__TASK TO COMPLETE__:
In the records below, find the line that contains "Target: green shrub" and the line that contains "Target: blue shirt with butterfly", then retype exactly those two lines and every line between them.

__Items from a data source__:
# # # # # # #
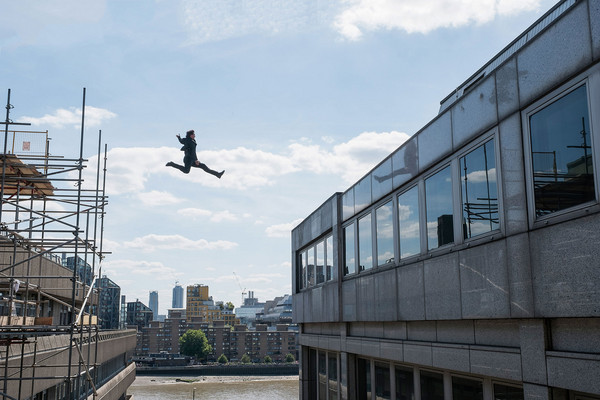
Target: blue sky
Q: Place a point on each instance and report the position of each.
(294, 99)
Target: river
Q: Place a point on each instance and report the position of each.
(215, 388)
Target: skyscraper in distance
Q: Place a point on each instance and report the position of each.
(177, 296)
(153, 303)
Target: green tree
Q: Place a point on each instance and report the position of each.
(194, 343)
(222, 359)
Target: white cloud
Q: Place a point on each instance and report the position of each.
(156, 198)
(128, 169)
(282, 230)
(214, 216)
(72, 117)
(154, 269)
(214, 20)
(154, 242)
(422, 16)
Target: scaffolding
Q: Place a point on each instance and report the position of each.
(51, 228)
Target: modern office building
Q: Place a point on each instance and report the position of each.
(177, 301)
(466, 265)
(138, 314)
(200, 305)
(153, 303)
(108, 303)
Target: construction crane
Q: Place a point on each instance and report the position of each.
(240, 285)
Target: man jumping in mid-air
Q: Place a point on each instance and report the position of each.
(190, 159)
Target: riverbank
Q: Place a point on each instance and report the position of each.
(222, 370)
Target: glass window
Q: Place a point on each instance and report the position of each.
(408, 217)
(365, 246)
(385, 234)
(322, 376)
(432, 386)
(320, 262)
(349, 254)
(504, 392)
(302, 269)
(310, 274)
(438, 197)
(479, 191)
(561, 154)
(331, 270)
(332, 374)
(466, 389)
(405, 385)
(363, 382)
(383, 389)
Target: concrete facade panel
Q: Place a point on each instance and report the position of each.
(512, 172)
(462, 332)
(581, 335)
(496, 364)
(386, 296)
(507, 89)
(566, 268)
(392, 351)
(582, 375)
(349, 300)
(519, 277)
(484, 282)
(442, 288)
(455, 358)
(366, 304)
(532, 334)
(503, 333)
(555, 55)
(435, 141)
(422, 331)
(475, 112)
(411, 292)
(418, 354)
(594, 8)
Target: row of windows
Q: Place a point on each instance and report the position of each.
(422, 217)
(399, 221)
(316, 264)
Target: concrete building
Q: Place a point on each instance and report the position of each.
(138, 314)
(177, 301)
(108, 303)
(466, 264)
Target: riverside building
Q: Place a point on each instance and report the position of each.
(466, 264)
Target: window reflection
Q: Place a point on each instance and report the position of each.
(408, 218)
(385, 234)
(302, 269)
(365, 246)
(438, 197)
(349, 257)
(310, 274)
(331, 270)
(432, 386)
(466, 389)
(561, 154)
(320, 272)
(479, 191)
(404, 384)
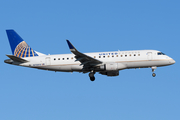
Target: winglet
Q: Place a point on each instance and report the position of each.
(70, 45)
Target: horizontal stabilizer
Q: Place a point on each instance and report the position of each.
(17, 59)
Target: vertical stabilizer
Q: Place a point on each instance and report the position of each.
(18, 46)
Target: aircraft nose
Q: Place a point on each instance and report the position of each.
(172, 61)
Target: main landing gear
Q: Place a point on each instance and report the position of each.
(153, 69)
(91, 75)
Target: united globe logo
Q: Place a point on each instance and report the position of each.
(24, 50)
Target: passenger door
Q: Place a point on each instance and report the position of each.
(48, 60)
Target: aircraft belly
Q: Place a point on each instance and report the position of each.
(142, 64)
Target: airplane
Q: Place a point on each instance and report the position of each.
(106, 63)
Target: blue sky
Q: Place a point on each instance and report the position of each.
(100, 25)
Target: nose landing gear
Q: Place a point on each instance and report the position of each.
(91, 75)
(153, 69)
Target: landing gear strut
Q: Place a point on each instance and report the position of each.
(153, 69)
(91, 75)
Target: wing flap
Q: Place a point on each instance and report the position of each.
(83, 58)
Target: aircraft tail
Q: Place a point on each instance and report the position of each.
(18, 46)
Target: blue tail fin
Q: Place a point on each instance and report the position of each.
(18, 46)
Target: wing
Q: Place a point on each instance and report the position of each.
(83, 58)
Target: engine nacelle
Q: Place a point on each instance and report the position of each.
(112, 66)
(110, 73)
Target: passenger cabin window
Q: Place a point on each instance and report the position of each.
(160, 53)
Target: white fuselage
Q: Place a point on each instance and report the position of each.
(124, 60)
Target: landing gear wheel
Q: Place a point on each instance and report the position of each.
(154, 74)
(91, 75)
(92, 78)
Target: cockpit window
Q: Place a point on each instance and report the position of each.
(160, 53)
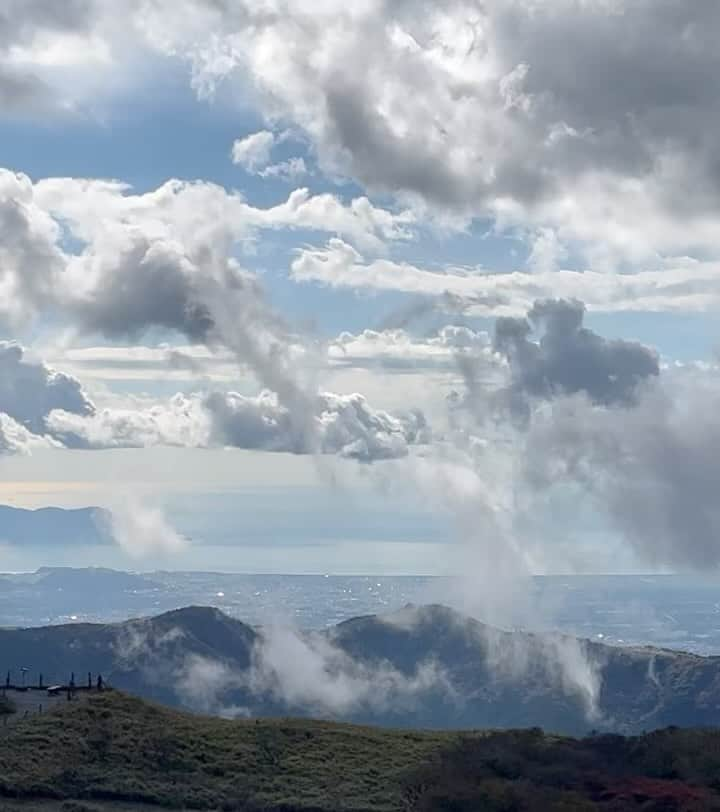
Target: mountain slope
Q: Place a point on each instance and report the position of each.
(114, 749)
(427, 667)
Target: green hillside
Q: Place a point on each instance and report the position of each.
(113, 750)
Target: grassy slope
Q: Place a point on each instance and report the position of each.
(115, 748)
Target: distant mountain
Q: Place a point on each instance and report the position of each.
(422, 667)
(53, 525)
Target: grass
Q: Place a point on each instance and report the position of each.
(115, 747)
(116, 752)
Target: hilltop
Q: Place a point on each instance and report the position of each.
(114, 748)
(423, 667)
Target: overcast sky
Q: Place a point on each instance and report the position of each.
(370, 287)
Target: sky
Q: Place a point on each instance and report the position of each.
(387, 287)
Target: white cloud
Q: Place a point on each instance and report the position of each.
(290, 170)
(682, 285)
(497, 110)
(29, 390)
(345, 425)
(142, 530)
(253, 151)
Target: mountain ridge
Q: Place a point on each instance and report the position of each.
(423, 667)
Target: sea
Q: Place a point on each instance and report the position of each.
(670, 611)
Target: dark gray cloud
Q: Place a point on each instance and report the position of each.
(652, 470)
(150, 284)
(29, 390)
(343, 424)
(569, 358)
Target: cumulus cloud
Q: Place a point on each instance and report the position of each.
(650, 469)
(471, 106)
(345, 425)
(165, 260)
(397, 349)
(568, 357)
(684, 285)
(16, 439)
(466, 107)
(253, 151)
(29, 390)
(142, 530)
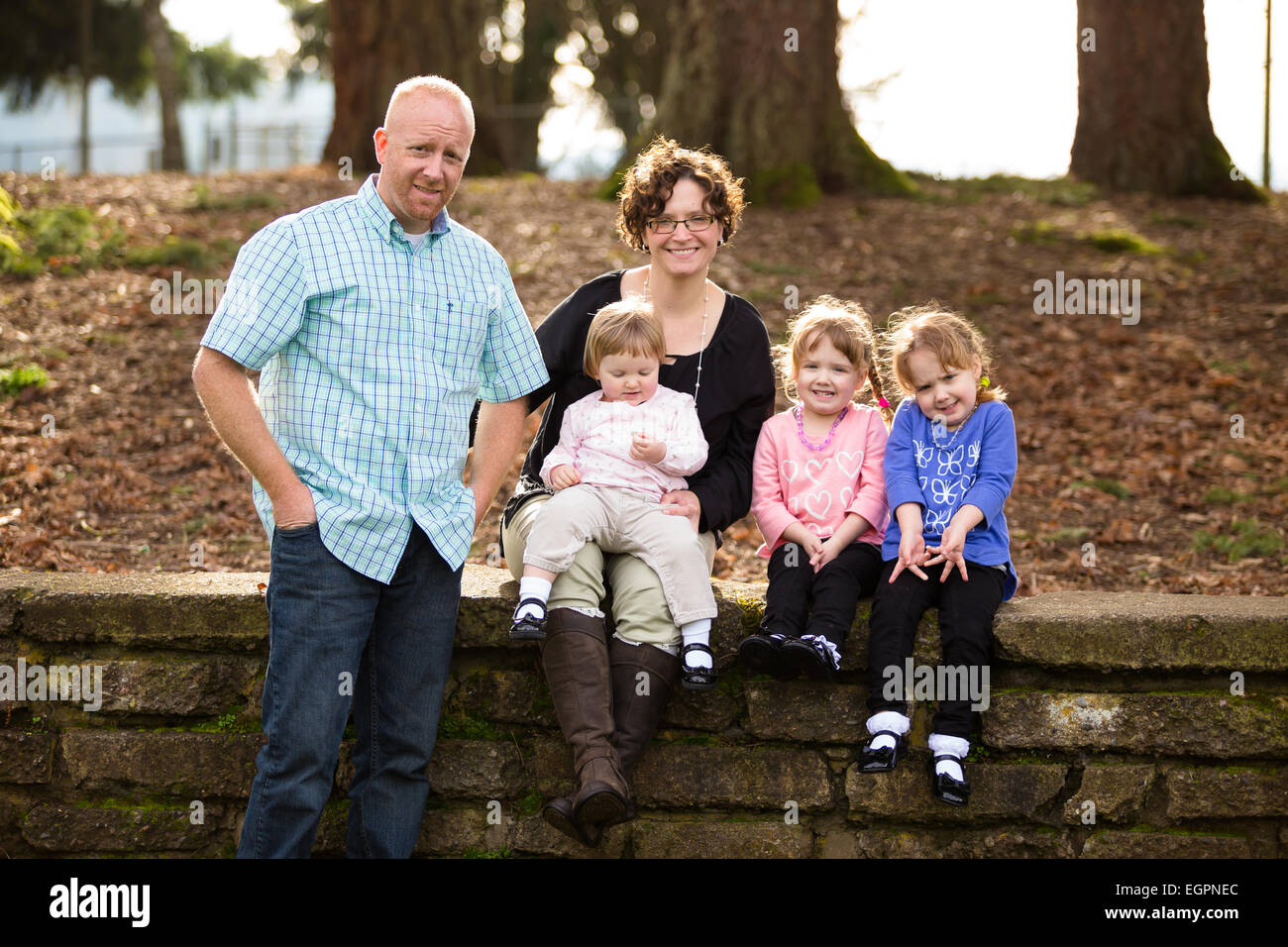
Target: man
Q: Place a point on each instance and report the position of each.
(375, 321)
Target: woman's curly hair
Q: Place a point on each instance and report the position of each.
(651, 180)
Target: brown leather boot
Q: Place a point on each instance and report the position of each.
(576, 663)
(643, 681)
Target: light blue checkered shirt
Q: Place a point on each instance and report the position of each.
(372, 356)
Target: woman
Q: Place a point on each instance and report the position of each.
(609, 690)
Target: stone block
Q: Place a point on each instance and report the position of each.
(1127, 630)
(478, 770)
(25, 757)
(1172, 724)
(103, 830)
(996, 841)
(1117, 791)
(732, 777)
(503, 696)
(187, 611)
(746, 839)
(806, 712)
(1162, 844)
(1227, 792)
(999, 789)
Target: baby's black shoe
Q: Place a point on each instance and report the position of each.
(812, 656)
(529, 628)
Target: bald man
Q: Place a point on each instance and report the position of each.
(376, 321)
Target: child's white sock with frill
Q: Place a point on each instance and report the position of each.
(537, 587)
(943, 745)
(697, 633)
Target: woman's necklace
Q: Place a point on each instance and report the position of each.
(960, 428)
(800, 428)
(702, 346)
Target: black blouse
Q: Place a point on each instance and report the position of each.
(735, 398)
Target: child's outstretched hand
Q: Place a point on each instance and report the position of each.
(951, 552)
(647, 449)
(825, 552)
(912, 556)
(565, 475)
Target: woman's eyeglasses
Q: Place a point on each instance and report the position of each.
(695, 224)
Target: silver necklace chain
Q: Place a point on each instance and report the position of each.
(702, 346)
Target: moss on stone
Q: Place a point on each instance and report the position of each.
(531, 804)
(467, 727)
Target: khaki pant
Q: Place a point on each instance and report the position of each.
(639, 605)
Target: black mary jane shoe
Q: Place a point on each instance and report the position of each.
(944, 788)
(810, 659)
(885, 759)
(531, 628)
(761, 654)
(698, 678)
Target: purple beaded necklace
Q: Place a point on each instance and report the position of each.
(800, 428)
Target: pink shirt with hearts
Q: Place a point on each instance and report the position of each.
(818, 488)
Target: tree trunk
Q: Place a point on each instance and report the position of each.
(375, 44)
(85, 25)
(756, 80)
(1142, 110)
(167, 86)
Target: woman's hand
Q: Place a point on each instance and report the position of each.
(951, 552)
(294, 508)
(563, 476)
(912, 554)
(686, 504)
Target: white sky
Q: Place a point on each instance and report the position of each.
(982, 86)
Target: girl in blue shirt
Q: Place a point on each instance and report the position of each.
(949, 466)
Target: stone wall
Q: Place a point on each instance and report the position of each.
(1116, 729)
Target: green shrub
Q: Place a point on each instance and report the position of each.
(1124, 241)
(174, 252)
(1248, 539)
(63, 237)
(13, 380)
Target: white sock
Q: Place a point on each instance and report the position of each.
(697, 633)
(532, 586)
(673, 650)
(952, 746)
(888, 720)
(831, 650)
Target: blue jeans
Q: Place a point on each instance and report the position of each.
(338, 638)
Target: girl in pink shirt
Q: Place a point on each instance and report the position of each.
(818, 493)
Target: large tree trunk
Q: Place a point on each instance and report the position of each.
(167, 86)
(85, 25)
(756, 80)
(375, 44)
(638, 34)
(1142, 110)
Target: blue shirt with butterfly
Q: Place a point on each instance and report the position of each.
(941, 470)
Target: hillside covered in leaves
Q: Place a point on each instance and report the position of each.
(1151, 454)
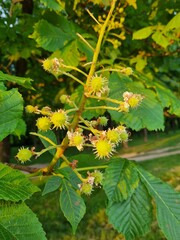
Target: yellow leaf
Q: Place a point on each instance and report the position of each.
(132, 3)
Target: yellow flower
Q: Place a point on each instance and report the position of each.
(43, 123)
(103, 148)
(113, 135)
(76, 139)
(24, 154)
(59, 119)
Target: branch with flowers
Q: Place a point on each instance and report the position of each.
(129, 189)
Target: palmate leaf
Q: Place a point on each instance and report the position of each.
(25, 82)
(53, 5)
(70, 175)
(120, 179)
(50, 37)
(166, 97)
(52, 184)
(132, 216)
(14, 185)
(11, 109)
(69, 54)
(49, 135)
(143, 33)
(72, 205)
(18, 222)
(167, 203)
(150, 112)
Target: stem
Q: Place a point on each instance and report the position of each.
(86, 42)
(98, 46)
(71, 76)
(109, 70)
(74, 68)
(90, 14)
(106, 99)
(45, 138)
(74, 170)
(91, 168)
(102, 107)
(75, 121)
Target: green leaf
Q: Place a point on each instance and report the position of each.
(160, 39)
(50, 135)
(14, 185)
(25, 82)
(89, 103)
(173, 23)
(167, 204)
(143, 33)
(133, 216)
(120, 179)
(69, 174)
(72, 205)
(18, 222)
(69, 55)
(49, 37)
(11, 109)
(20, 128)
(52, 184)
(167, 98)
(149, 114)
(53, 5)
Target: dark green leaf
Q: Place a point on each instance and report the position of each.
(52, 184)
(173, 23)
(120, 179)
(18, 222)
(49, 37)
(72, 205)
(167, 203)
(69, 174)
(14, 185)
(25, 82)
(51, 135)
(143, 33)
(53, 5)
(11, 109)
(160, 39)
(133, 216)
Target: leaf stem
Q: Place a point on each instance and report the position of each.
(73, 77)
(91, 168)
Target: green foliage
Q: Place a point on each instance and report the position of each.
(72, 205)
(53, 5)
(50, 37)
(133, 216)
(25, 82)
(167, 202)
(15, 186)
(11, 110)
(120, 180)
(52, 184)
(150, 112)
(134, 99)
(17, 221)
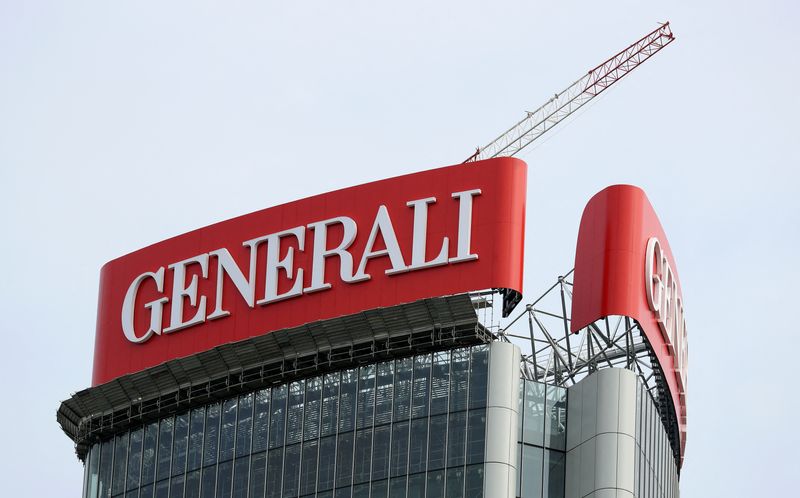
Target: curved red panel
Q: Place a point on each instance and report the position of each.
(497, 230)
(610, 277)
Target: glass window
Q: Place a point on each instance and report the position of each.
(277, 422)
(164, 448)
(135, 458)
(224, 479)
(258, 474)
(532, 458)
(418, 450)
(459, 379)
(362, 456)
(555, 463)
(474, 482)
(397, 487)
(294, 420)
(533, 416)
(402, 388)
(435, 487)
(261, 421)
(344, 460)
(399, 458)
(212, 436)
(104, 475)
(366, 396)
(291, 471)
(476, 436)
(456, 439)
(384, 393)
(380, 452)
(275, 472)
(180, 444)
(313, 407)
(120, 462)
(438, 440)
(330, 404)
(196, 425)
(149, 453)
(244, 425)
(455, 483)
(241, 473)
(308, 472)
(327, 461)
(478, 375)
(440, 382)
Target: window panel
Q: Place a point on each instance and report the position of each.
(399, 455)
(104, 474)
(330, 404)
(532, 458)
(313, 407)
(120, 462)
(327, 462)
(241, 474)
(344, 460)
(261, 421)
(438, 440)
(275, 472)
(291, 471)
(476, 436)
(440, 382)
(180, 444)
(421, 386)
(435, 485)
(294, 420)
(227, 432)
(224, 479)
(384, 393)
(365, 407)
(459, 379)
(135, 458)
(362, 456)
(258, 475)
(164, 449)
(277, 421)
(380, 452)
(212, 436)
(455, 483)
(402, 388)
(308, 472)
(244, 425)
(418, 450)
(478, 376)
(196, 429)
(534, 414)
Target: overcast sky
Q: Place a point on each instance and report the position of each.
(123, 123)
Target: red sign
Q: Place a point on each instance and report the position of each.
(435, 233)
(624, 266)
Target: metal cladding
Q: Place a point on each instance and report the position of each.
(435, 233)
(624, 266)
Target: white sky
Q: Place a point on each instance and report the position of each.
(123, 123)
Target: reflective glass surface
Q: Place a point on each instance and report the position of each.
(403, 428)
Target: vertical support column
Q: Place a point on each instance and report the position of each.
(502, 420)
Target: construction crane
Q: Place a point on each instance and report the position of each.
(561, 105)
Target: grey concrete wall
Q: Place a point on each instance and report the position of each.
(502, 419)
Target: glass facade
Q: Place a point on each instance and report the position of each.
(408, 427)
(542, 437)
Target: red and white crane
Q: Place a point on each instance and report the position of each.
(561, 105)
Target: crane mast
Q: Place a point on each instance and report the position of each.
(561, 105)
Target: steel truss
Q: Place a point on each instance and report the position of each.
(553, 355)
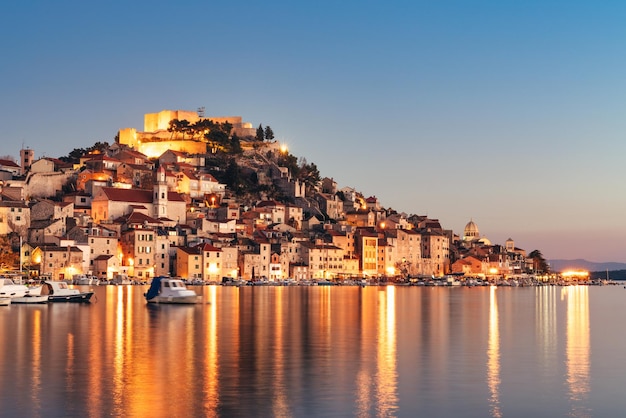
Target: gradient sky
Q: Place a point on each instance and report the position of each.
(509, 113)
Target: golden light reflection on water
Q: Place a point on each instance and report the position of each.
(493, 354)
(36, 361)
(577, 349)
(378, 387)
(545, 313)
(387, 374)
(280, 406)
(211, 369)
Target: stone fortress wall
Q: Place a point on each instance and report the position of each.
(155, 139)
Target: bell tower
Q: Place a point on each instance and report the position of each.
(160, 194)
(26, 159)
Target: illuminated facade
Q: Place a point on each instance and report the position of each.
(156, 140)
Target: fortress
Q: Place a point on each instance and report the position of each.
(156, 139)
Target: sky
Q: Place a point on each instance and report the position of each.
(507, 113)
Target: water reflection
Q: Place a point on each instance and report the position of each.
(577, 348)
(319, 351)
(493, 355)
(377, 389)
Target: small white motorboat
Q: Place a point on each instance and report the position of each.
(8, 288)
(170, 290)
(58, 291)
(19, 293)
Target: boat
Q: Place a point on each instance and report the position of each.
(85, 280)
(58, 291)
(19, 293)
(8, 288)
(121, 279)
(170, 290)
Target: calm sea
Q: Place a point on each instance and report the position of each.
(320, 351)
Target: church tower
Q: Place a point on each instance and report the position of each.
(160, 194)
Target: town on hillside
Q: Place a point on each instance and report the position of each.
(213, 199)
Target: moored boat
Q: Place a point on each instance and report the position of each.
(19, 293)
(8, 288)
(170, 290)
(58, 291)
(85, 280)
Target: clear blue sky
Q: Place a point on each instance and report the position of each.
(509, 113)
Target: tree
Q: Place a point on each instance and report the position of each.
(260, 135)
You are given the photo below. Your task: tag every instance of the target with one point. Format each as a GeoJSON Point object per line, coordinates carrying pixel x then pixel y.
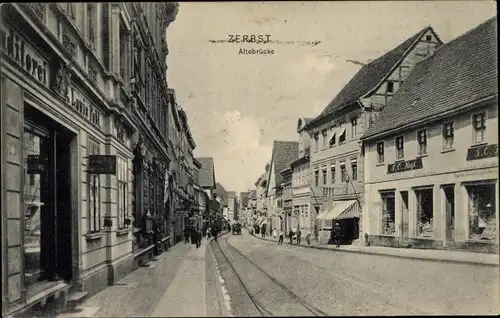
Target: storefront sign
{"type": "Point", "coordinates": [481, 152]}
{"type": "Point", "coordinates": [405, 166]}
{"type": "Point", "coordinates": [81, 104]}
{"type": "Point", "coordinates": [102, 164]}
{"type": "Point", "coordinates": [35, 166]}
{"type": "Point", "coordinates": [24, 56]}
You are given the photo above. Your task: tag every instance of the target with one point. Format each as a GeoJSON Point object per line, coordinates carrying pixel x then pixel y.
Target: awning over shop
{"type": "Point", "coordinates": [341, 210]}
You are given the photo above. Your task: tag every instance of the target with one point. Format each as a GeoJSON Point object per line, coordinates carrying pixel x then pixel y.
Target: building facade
# # # # # # #
__RESULT OF THIS TASK__:
Target: green shrub
Q: Place a point on each instance and report the position of each.
(1124, 241)
(174, 252)
(1248, 539)
(63, 237)
(13, 380)
Target: white sock
Q: Place a point on each instance and report the position of each.
(697, 633)
(532, 586)
(673, 650)
(952, 746)
(888, 720)
(831, 650)
Target: blue jeans
Q: Place a point on each instance and report the position of each.
(338, 638)
Target: girl in pink shirt
Q: Place a point on each instance and report the position of each.
(818, 493)
Target: large tree trunk
Q: Place a point on each instance and report the position of each.
(167, 86)
(85, 25)
(756, 80)
(375, 44)
(638, 34)
(1142, 110)
Target: blue shirt with butterfly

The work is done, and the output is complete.